>> START Stored rows

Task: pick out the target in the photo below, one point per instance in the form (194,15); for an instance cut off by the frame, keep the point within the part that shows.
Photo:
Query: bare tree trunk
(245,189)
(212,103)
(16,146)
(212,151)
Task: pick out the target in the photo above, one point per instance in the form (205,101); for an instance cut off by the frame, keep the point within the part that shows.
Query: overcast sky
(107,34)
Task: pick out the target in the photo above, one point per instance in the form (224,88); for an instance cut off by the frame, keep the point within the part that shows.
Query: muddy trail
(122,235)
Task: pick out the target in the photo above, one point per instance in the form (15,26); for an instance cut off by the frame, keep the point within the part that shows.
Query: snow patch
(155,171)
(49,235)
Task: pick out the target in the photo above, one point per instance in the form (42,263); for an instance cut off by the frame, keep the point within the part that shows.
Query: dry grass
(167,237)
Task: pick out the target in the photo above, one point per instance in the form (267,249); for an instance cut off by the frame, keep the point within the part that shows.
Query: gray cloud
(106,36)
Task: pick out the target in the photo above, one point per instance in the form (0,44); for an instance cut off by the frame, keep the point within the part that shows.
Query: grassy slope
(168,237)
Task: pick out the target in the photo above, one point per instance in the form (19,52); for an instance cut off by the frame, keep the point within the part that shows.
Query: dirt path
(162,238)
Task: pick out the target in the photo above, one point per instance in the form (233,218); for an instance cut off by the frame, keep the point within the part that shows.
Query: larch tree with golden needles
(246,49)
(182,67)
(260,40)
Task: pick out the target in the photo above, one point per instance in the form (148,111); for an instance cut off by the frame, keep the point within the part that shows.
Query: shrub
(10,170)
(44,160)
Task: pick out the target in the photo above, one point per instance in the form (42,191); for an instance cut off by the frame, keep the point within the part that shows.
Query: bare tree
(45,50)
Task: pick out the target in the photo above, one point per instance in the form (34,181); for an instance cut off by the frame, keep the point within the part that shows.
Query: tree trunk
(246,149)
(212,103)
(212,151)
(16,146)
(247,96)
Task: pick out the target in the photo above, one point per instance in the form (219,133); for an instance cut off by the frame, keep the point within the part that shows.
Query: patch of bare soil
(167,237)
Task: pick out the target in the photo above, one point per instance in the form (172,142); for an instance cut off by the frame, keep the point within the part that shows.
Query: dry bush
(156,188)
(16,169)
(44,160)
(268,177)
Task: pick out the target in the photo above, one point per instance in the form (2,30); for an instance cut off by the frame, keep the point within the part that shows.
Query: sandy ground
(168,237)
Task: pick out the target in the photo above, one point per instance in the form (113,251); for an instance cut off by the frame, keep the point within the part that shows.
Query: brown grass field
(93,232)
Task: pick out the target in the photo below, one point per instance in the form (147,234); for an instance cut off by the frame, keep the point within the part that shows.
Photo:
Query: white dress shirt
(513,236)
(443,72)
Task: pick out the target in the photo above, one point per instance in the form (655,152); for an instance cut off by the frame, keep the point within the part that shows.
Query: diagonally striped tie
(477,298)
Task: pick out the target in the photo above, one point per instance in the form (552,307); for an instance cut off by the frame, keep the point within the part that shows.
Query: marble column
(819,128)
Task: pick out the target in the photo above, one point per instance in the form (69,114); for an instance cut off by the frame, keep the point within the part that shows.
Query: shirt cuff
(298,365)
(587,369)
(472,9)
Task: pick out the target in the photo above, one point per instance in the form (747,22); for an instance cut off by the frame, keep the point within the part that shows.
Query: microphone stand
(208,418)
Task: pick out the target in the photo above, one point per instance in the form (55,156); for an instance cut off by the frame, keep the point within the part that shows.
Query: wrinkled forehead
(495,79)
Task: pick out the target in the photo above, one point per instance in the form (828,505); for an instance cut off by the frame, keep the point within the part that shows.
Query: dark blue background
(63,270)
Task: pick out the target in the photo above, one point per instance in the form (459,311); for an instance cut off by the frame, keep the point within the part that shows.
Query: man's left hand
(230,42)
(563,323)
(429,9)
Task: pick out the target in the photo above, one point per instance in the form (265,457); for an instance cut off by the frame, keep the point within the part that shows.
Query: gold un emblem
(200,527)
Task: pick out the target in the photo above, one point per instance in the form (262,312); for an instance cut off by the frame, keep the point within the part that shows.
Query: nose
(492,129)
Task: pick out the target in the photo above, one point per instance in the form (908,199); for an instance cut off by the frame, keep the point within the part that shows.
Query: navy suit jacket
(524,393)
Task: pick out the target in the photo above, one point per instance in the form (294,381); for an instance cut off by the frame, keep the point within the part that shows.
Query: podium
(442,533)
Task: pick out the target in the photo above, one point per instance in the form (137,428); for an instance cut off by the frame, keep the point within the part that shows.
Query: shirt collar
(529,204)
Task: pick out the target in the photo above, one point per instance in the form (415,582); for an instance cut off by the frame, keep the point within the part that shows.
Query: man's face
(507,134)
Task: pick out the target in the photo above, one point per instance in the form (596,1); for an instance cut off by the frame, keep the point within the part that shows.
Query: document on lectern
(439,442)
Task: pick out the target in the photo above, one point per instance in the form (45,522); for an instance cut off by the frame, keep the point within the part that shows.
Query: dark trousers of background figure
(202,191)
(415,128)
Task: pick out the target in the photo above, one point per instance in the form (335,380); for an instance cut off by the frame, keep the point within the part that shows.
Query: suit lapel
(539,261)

>> END Stored rows

Requirement: Rewrite every row above, substituting "the visible portion" for each occurrence of "the part that shows" and leaving everything else unchanged.

The completed task:
Task: pick out the target in the photo below, one point per instance in the form (194,15); for an instance cut off by the frame, keep the point within the visible portion.
Photo:
Query: bare tree trunk
(245,189)
(212,103)
(16,146)
(212,151)
Task: pick out the target in the photo above, one point per instance in the form (205,101); for an instance cut off by the frame, keep the point within the visible portion.
Query: overcast sky
(107,34)
Task: pick out the target in the photo above, one point per instance in the form (224,88); for an instance cut off by the frame, keep the point within the visible portion.
Query: muddy trail
(122,235)
Task: pick out the target in the photo above, one point per instance in the form (15,26); for an instance cut off by the frame, keep the point within the visible portion.
Query: snow patch
(155,171)
(49,235)
Task: pick out the target in the photo above, one point per instance in the form (42,263); for an instance cut off by the frame, keep the point within the visible portion.
Query: dry grass
(167,237)
Task: pick out the target in the photo above, one point per instance in the form (267,249); for an instance cut off by the frame, keep the point within the visible portion.
Query: gray cloud
(106,36)
Task: pick out the target in the photo above, one point per instance in the form (0,44); for an instance cut off by the frame, keep the point within the visible portion.
Query: grassy slope
(168,237)
Task: pick out the target in the photo above, one point per instance in the form (19,52); for an instance cut off by the frame, keep the point within the visible portion.
Query: dirt path
(162,238)
Task: pick out the target in the photo above, one point per instance in the form (233,218); for an instance cut off by the frame, keep the point within the visible portion.
Query: larch tree with golden needles
(246,49)
(182,67)
(260,40)
Task: pick out the target in the photo above, one point per instance in the form (148,111); for an instance cut off by the frame, keep the point within the visible portion.
Query: shrub
(10,170)
(44,160)
Task: pick out the target in the photo above, one point per instance in the form (42,191); for an instance cut off by the frame, keep the point within the visible portion.
Query: bare tree
(45,50)
Task: pick out the target in the photo above, one point per instance in the form (34,181); for an instance cut off by the frame, keep the point within the visible portion.
Query: tree trunk
(246,149)
(212,103)
(212,151)
(16,146)
(247,96)
Task: pick out the target in the photo above, one point per instance in the form (219,133); for an instance cut off by the frame, keep the point within the visible portion.
Query: patch of bare soil
(167,237)
Task: pick out the target in the photo above, one point per instance in the form (172,142); for an instance cut off by the frame, keep the point within the visible portion.
Query: dry bush
(156,188)
(16,169)
(44,160)
(268,177)
Task: pick out the target in the photo above, one point per instance in the form (2,30); for an instance cut off by the frame, keep the point within the visible portion.
Query: sandy ground
(168,237)
Task: pick out the target in the photo above, one point per instance in the form (113,251); for an instance cut off by the frame, keep the point within the visible portion.
Query: brown grass field
(93,232)
Task: pick out the target in the photo below, one point per instance in the form (147,234); for an instance cut off by the frame, keep the point within the visible portion.
Photo:
Query: white dress shirt
(513,236)
(443,72)
Task: pick out the target in the photo above, one point per instance in the form (655,152); for an instance cut off by the frame, keep the point within the visible portion.
Query: diagonally striped tie
(477,298)
Task: pick out the target in the photo above, one point per instance in the form (552,307); for an instance cut off by the frame, keep the point within the visible portion.
Query: marble column
(819,128)
Task: pick out the target in the photo above, one point per instance in the form (69,114); for an instance cut off by the frame, keep the point within the visible portion.
Query: shirt cuff
(298,365)
(587,369)
(472,9)
Task: pick out the target in the photo above, one point per instance in the form (747,22); for an instance cut off by the frame, keep the point within the visible portion.
Query: microphone stand
(208,418)
Task: pick out the target in the photo above, one point per instance in the form (55,156); for an instance cut off by the frame, keep the point within the visible portion.
Query: wrinkled forehead
(495,79)
Task: pick out the target in the photo above, one point per instance in the form (828,505); for an instance cut off by the frame, keep the point within the visible portion.
Query: dark blue background
(63,270)
Task: pick out the target in the photo above, one point per instance in the form (459,311); for an instance cut off by the frame, keep the point within the visible portion.
Query: man's left hand
(230,42)
(563,323)
(429,9)
Task: pick out the target in the photo above, one point per instance in the form (265,457); for an instance cut off by the frame, keep the point within the visible portion.
Query: gold un emblem
(200,527)
Task: pick out the target in the photo above, one point per instance in the form (262,312); for an instance cut off by the frame, keep the point within the visible portion.
Query: nose
(492,129)
Task: pick out the target in the photo above, one point per instance in the form (908,199); for an instance cut off by the frame, keep the point within the visible portion.
Query: navy suit jacket
(524,393)
Task: pick out the target in the photo above, one point per instance in the form (294,381); for an instance cut off by the frame, keep the point within the visible portion.
Query: podium
(442,533)
Task: pick out the target in the photo above, one point per instance in the form (137,428); for an instance cut off by the frame, keep the point within the visible portion.
Query: shirt collar
(529,204)
Task: pick out the target in the photo above, one point per instance in the form (415,582); for an instance cut off by the frame, keep the point within the visible portion.
Query: man's face
(507,134)
Task: pick out the target in the photo above, one point per instance in the form (596,1); for an instance cut off by the frame, keep the point within the visible portion.
Query: document on lectern
(439,442)
Task: pick out the target in the photo above, one point per instance in the form (45,522); for an instance cut off by the frame, keep the point within the visible portion.
Query: dark trousers of background figure
(202,191)
(415,128)
Task: pick out the target in the photo above, one point per instance in the form (335,380); for an instance cut off by the frame, keep the point within the visible portion.
Query: suit lapel
(539,261)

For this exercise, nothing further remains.